### Source extract
= = = = = = =
Sinai Health System administrators were surprised when a Medicaid managed-care insurer refused to reimburse the hospital chain for treating a patient with two broken bones. It's not uncommon for medical claims to be denied by the private insurers administering Medicaid benefits in Illinois—especially when doctors fail to request prior authorization. But a doctor can't get approval to operate on someone two weeks before he's injured in a car accident, as Sinai CEO Karen Teitelbaum points out.
The claim, which has since been paid, is just one example of care being denied due to process and paperwork rather than medical reasons in the government-funded program for low-income patients.
Under HealthChoice Illinois, the state pays private insurers a set amount per patient rather than paying for each medical service provided. The goal is to improve people's health and control costs by ensuring all care is appropriate and high-quality. However, it has significantly increased administrative costs for some hospitals—many of which are already strapped for cash.
"Hospitals and systems are having to staff up with dozens and dozens of employees to chase down claims," says A.J. Wilhelmi, CEO of the Illinois Health & Hospital Association. "Depending on the size of the organization, some are spending hundreds of thousands of dollars—and likely millions of dollars—to address the denials and delays in payment. For smaller hospitals, this additional administrative cost isn't in their budget so they do the best they can with the staff they have."
= = = = = = =
### Information shown

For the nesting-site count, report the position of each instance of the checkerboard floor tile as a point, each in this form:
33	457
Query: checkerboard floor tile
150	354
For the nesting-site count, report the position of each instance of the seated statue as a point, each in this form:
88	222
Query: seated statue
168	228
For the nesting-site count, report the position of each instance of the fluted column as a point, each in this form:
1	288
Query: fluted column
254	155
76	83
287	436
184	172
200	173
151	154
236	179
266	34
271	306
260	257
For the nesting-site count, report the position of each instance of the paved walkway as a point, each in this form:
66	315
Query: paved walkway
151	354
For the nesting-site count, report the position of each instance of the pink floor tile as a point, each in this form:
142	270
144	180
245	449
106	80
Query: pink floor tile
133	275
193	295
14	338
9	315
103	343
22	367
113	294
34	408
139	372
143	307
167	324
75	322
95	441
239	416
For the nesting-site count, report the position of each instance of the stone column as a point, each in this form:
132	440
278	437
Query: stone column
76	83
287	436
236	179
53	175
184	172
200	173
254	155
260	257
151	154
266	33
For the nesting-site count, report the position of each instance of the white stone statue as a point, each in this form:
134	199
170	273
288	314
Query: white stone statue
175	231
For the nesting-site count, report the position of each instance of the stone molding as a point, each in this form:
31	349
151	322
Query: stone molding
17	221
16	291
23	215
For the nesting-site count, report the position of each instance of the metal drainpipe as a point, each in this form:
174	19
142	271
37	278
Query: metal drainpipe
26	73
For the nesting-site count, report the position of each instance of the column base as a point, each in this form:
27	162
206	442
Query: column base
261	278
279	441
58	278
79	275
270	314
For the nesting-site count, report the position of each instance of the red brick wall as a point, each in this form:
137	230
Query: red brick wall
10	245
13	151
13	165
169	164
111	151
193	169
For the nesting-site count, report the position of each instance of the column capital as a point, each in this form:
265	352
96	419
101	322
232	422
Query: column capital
= = = = = = =
### How to complete this task
Please quote the whole article on Medicaid claim denials in Illinois, word for word. The data is separate material from the Medicaid article.

### Answer space
Sinai Health System administrators were surprised when a Medicaid managed-care insurer refused to reimburse the hospital chain for treating a patient with two broken bones. It's not uncommon for medical claims to be denied by the private insurers administering Medicaid benefits in Illinois—especially when doctors fail to request prior authorization. But a doctor can't get approval to operate on someone two weeks before he's injured in a car accident, as Sinai CEO Karen Teitelbaum points out.
The claim, which has since been paid, is just one example of care being denied due to process and paperwork rather than medical reasons in the government-funded program for low-income patients.
Under HealthChoice Illinois, the state pays private insurers a set amount per patient rather than paying for each medical service provided. The goal is to improve people's health and control costs by ensuring all care is appropriate and high-quality. However, it has significantly increased administrative costs for some hospitals—many of which are already strapped for cash.
"Hospitals and systems are having to staff up with dozens and dozens of employees to chase down claims," says A.J. Wilhelmi, CEO of the Illinois Health & Hospital Association. "Depending on the size of the organization, some are spending hundreds of thousands of dollars—and likely millions of dollars—to address the denials and delays in payment. For smaller hospitals, this additional administrative cost isn't in their budget so they do the best they can with the staff they have."